#### [Exercise goal]
Recast every one of the records below as a numbered list of its lines, skipping any blank lines. Leave the pictures out of your answer.

Outline records:
↓↓↓

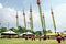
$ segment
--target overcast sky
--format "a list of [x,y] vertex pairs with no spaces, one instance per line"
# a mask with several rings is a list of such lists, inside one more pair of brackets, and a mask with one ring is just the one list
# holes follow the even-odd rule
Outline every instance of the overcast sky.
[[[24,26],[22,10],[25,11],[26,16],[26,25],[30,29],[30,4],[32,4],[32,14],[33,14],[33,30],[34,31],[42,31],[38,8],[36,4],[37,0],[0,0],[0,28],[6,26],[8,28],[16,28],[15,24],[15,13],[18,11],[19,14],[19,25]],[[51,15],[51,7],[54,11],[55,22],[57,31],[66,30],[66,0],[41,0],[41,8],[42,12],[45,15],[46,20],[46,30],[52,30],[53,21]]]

↑↑↑

#### [Right answer]
1. $ segment
2. --target overcast sky
3. --format "a list of [x,y] vertex pairs with no spaces, one instance per line"
4. # a mask with several rings is a list of such lists, inside one more pair of brackets, and a mask with one ring is just the one list
5. # holes follow the even-odd rule
6. Outline every instance of the overcast sky.
7. [[[24,26],[22,10],[25,11],[26,16],[26,25],[30,29],[30,4],[32,4],[32,14],[33,14],[33,30],[34,31],[42,31],[38,8],[36,4],[37,0],[0,0],[0,28],[6,26],[8,28],[16,28],[15,24],[15,13],[18,11],[19,14],[19,25]],[[51,15],[51,7],[54,11],[55,22],[57,31],[66,30],[66,0],[41,0],[41,8],[42,12],[45,15],[46,20],[46,30],[52,30],[53,21]]]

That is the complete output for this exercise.